** Opening Study text block **

CANBERRA: High-powered reps from government departments are sitting down with supermarket organisers and supply-chain operators in a bid to prevent the current panic-buying craze that has seen vast rows of empty shelves in most supermarts – and tackle other emerging supermarket problems, including unnecessary checkout delays.

Spurred on by the Australian Competition and Consumer Commission and the Department of Home Affairs, the newly formed Supermarket Taskforce at this stage involves representatives from major chains Coles, Woolworths, Aldi and IGA. They are being encouraged to work together in a way that might normally be frowned on as collusion.

In one case, the grocery chains this week got together to ask the Government and Aussie banks to raise the current $100 limit on contactless card transactions to $250, there-by preventing hundreds of thousands of customers having to stab away at PIN-pad keys during the current pandemic.

Woolies chief Brad Banducci yesterday told ABC Radio the supermarts are encouraging such tap-and-go processing, not only because it’s quicker, but because “the fewer touchpoints involved, the less risk there is in the store.” 

Banducci said the proposed $250 extension would see 350,000 fewer physical interactions required between customers and PIN pads – though it wasn’t clear whether yesterday whether this number of keystrokes would be saved daily, weekly or monthly.

Coles and Woolies are also understood to be discussing putting new limits on many stock items to prevent binge-buying like last week’s extraordinary raids on toilet paper shelves.

** Closing Study text block **
** Opening Information supplied block **

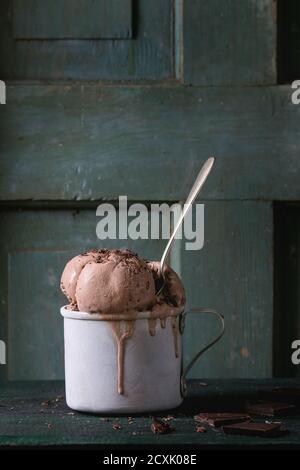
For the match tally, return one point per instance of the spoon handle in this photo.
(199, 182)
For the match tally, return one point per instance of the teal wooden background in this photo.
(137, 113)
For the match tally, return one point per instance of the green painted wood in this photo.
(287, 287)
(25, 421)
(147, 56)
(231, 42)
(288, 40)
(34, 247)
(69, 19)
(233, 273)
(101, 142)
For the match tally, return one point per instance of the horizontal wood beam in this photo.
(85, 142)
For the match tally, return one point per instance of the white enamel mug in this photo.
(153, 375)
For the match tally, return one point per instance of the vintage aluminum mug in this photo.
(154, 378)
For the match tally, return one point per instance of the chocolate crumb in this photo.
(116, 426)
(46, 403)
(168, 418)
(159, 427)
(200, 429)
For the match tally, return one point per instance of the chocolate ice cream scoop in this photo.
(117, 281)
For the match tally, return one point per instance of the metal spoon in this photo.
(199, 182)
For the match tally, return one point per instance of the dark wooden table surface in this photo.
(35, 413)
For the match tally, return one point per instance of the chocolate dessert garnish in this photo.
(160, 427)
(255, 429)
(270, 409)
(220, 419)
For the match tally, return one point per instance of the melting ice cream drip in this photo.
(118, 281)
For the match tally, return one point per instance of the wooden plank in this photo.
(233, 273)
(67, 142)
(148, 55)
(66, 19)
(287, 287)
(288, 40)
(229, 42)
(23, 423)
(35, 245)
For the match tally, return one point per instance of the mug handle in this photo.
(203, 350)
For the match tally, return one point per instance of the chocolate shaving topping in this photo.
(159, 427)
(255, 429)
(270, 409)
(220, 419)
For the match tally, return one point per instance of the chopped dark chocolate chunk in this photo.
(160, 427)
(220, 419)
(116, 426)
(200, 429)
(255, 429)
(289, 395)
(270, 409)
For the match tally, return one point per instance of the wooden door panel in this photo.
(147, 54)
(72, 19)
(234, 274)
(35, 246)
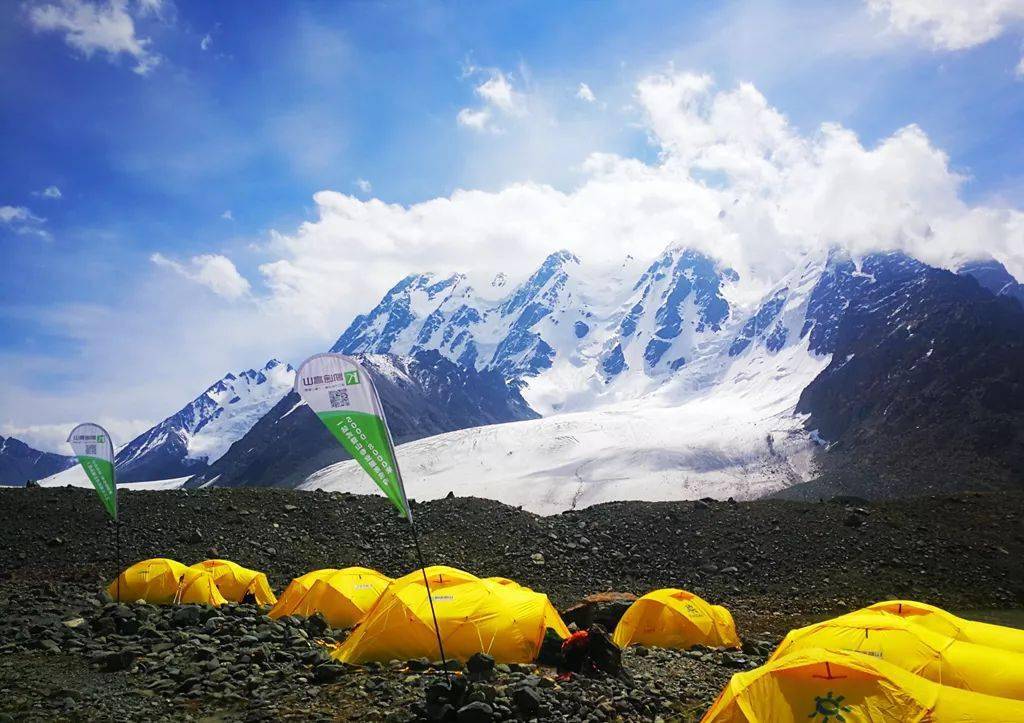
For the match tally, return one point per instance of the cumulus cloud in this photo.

** Closing Information supplied block **

▶ _Directions for this task_
Reproduce the supermarket taskforce article word for word, everything from "In one case, the" down to "the current pandemic.".

▶ _Finished exercise_
In one case, the grocery chains this week got together to ask the Government and Aussie banks to raise the current $100 limit on contactless card transactions to $250, there-by preventing hundreds of thousands of customers having to stab away at PIN-pad keys during the current pandemic.